La cause était gagnée, et le rapporteur, M. Boudet, fut impuissant à détourner l’assemblée d’adopter l’amendement de M. de Montalembert : 344 voix contre 322 proclamèrent le maintien de l’inamovibilité.

La majorité était-elle formée de voix coalisées contre la république ? Nullement. On comptait dans son sein des républicains éprouvés, des libéraux de vieille date, tels que MM. Barthélémy Saint-Hilaire, Leblond, Pagnerre, Édouard et Oscar de Lafayette, Ferdinand de Lasteyrie, Victor Lefranc, Guichard, Ferrouillat, des hommes comme Edgard Quinet et Victor Hugo. Tels étaient ceux qui, avec Jules Favre, à côté de MM. Dufaure et de Tocqueville, avaient voulu épargner à la république une perturbation qui aurait pu hâter sa perte.

En se déclarant favorable à l’inamovibilité, l’assemblée nationale avait condamné la loi ; en refusant de passer à une troisième délibération, elle renvoyait à l’assemblée législative la solution des problèmes soulevés par l’organisation judiciaire.

Dès que le ministère qui suivit les élections eut été constitué, le garde des sceaux, M. Odilon Barrot, chargea une commission extra-parlementaire composée des hommes les plus compétens de préparer un projet et un mois plus tard il était en mesure de le déposer sur le bureau de l’Assemblée. La plupart des dispositions votées par l’assemblée nationale s’y trouvaient reproduites : le personnel des cours et des tribunaux subissait une légère réduction, mais elle devait s’opérer par voie d’extinction ; les pouvoirs de la chambre d’accusation étaient confiés à la chambre correctionnelle ; les chefs de compagnie devaient puiser les candidats qu’ils présenteraient à la chancellerie sur une liste permanente composée chaque année mi-partie par la magistrature, mi-partie par le barreau ; la liste des candidats aux sièges de juges de paix devait être dressée par les conseils généraux ; le soin de prononcer l’admission à la retraite pour infirmités était dévolu à la juridiction immédiatement supérieure à celle du magistrat atteint ; les magistrats devaient s’abstenir dans les causes où plaideraient leurs parens en ligne directe ; après vingt ans de magistrature dans un même siège, hors Paris, les magistrats avaient droit à l’augmentation du dixième de leur traitement ; enfin, pour couronner toutes ces dispositions, le maintien intégral de la magistrature était décidé, et l’institution promise à tous dans les deux mois du vote de la loi.

La commission nommée par l’assemblée avait une telle hâte de voir cesser le provisoire et d’y substituer la garantie d’une inamovibilité réelle protégeant efficacement le magistrat institué qu’elle détacha du projet le titre premier, et le présenta d’urgence. Le projet fut voté le 8 août 1849 comme un acte de solennelle réparation par 419 voix contre 136.

• EXERCICE PROPOSÉ 1:
Veuillez résumer le document source en deux phrases.
• EXERCICE PROPOSÉ 2:
D’après le document source, les affirmations suivantes sont-elles exactes ? Répondez par oui ou non, en citant à chaque fois les mots décisifs du document.
(a) Le rapporteur, M. Boudet, soutenait l’amendement de M. de Montalembert.
(b) Victor Hugo faisait partie de la majorité.
(c) La liste des candidats aux sièges de juges de paix devait être dressée par la magistrature et le barreau.

• DONNÉES FOURNIES:
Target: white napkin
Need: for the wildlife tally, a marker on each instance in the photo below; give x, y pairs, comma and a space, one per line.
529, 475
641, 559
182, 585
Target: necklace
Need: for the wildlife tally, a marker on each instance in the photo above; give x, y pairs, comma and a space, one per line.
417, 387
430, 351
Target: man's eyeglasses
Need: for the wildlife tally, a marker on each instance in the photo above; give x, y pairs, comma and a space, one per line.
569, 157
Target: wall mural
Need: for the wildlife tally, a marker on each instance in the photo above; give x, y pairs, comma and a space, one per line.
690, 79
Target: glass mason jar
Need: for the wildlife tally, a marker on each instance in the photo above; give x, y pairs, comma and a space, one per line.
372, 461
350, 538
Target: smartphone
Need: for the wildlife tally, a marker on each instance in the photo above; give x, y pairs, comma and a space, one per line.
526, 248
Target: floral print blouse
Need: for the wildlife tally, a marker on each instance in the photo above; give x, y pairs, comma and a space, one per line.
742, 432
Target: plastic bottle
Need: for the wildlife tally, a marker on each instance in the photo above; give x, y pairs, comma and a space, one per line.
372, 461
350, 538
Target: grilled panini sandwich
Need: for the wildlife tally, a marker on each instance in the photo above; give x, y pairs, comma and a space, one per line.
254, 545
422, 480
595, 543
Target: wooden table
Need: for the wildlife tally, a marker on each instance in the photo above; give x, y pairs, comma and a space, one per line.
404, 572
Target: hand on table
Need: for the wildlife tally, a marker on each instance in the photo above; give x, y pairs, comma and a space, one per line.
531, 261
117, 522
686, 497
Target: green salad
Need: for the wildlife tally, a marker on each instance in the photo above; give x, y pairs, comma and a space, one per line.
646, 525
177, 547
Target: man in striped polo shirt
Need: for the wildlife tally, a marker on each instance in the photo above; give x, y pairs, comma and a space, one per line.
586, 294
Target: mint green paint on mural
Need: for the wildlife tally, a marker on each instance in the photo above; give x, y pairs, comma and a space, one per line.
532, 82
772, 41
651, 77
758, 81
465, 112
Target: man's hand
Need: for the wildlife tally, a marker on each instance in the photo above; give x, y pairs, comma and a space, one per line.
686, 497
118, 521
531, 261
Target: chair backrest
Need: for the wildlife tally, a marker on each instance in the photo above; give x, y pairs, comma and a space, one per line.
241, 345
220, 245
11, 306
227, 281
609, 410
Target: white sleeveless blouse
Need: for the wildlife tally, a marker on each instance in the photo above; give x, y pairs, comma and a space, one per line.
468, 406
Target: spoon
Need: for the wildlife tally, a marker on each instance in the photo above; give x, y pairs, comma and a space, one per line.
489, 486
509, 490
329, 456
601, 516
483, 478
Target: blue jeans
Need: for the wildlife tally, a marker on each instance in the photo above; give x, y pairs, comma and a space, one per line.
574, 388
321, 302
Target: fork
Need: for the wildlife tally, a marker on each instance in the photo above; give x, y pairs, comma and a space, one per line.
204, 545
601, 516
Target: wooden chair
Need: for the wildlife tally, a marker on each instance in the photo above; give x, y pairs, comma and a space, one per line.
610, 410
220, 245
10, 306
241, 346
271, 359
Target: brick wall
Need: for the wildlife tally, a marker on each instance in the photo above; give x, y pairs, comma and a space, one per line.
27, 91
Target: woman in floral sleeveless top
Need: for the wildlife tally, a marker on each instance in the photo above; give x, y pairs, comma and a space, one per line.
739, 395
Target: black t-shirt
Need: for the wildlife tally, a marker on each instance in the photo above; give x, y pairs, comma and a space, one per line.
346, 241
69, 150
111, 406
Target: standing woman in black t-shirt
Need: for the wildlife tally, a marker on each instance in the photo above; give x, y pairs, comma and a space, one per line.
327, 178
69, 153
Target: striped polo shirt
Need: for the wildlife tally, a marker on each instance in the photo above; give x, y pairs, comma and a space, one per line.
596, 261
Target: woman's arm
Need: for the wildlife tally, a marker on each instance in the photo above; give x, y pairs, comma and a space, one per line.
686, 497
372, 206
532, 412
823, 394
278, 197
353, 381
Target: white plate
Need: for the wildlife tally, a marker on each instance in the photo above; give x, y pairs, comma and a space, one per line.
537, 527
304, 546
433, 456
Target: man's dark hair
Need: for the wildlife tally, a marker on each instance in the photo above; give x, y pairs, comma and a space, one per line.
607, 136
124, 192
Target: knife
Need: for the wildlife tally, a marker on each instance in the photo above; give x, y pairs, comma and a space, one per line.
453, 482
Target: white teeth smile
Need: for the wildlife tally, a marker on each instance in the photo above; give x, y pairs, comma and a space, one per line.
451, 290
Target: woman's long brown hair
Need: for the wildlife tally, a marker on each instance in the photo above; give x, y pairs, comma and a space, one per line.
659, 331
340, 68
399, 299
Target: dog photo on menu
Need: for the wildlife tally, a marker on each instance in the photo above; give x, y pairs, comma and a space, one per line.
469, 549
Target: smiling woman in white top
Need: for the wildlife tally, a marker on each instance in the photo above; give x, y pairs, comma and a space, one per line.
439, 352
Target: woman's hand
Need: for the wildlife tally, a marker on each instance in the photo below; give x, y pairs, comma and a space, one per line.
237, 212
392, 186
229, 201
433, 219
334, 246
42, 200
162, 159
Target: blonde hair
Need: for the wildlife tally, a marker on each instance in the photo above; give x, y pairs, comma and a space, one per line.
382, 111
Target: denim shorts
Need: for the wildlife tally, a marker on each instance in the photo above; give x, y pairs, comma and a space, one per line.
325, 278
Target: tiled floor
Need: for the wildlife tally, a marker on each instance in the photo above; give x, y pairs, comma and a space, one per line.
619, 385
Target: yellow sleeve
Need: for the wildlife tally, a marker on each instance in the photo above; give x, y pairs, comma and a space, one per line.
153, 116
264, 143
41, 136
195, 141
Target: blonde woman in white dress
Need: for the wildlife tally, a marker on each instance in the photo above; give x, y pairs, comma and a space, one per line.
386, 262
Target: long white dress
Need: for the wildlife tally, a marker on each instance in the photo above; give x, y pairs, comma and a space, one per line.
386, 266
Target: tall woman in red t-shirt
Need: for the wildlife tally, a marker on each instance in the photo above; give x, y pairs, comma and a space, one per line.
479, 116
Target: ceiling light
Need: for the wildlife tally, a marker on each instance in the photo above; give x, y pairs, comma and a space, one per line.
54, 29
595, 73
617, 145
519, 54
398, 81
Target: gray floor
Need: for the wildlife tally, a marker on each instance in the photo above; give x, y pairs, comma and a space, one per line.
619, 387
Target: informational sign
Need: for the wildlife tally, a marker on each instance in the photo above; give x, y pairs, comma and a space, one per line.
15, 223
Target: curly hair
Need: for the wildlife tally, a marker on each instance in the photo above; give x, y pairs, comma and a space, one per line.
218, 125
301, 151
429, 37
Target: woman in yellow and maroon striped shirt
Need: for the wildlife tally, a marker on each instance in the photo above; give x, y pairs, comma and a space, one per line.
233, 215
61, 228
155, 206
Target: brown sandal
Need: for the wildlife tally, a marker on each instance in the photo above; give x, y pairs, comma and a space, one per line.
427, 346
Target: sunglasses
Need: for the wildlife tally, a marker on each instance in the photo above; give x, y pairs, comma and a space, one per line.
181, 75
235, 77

• RÉSULTAT ATTENDU 1:
Par 344 voix contre 322, l’assemblée nationale adopta l’amendement de M. de Montalembert maintenant l’inamovibilité, grâce à une majorité qui n’était pas coalisée contre la république et qui renvoya à l’assemblée législative la solution des problèmes de l’organisation judiciaire. Le garde des sceaux, M. Odilon Barrot, fit préparer un projet reprenant la plupart des dispositions votées, dont le maintien intégral de la magistrature, et ce projet fut voté le 8 août 1849 par 419 voix contre 136.

• RÉSULTAT ATTENDU 2:
(a) Non : « le rapporteur, M. Boudet, fut impuissant à détourner l’assemblée d’adopter l’amendement de M. de Montalembert ».
(b) Oui : « des hommes comme Edgard Quinet et Victor Hugo ».
(c) Non : « la liste des candidats aux sièges de juges de paix devait être dressée par les conseils généraux ».